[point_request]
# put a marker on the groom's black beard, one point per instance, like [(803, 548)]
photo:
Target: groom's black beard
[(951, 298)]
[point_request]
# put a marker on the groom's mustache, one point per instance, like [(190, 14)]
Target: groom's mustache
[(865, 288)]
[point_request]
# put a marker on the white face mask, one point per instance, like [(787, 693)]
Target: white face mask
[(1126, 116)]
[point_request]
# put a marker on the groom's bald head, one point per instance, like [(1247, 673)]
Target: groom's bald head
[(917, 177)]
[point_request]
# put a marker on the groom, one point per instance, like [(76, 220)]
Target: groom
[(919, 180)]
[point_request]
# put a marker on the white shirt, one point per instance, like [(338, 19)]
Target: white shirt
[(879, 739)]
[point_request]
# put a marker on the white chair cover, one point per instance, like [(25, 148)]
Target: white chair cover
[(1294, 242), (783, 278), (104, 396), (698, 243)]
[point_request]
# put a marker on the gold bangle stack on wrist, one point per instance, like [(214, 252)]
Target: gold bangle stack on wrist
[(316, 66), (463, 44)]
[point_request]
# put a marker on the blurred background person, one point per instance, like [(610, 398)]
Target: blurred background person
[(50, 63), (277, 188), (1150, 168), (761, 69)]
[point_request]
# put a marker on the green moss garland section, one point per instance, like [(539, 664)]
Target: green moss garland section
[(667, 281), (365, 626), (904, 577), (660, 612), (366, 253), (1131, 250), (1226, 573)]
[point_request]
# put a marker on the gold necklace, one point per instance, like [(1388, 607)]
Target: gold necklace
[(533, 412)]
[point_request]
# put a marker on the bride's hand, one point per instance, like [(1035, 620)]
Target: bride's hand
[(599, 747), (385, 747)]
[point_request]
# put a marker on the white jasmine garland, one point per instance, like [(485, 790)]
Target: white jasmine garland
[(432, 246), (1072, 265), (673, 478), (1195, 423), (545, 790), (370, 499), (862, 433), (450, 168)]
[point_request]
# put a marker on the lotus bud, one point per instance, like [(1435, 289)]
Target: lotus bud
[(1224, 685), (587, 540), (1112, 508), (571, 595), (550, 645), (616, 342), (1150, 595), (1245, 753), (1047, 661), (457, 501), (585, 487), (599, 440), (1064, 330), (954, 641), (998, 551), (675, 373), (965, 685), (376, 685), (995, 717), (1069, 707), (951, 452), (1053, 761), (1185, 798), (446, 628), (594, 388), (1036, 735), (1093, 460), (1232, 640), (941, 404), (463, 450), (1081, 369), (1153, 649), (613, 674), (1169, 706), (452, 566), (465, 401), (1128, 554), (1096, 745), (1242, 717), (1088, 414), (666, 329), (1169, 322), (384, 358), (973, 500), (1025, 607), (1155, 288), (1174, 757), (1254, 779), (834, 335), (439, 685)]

======

### TASK REQUIREMENTS
All of the material should appear again, reproduced word for word.

### RESULT
[point_request]
# put a marker on the groom's black beard, one point per instance, like [(803, 548)]
photo:
Target: groom's black beard
[(951, 298)]
[point_request]
# put a marker on the groom's mustache, one point per instance, like [(190, 14)]
Target: groom's mustache
[(865, 288)]
[point_request]
# put a marker on the white face mask, one point per instance, like [(787, 693)]
Target: white face mask
[(1126, 116)]
[point_request]
# put a marker on the groom's bald head, one point per instance, like [(1247, 673)]
Target: groom's bald head
[(917, 177)]
[point_request]
# put a marker on the groom, one point per instance, like [(76, 220)]
Target: groom
[(919, 180)]
[point_request]
# put a marker on the white shirt, one point per instance, like [(338, 19)]
Target: white shirt
[(879, 739)]
[point_request]
# put a marker on the white chair cover, one point per instance, like [(25, 148)]
Target: white chair cover
[(1294, 242), (783, 278), (104, 396), (698, 243)]
[point_request]
# put a marker on the gold bangle stack on wrist, one point per instance, like [(214, 252)]
Target: gold bangle stack on wrist
[(316, 66), (463, 44)]
[point_request]
# put a marker on the blurred background person, one point per instance, like [(610, 398)]
Target: blurred background person
[(50, 63), (277, 188), (1150, 168), (761, 69)]
[point_request]
# put a marker on the green moss garland section, one point per instance, like [(539, 664)]
Target: green moss garland section
[(667, 281), (365, 626), (904, 577), (660, 612), (366, 253), (1131, 250), (1226, 573)]
[point_request]
# put a marker on the gold necklace, one point per instance, like [(1388, 607)]
Target: gold necklace
[(533, 412)]
[point_request]
# put a marker on the bride's hand, one point per instance, like [(1035, 620)]
Target: bride's hand
[(599, 747), (385, 747)]
[point_request]
# put a marker on the white jasmine garland, one point per instance, like [(485, 790)]
Target: white jasmine garland
[(432, 246), (1072, 265), (673, 478), (1195, 423), (545, 790), (370, 499), (862, 433), (450, 168)]
[point_request]
# put a marker on the lotus bud, one point per instance, like [(1435, 289)]
Target: lotus bud
[(1224, 685), (587, 540), (1112, 508), (571, 595), (550, 645), (616, 342), (1150, 595), (1245, 753), (1047, 661), (457, 501), (585, 487), (599, 440), (1064, 330), (954, 641), (998, 551), (675, 373), (965, 685), (376, 685), (995, 717), (1069, 707), (951, 452), (1053, 761), (1185, 798), (446, 628), (594, 388), (1036, 735), (1093, 460), (1232, 640), (941, 404), (463, 450), (1081, 369), (1153, 649), (613, 674), (1169, 706), (452, 566), (465, 401), (1128, 554), (1096, 745), (1242, 717), (1088, 414), (666, 329), (1169, 322), (384, 358), (973, 500), (1025, 607), (1155, 288), (1174, 757), (1254, 779), (834, 335), (439, 685)]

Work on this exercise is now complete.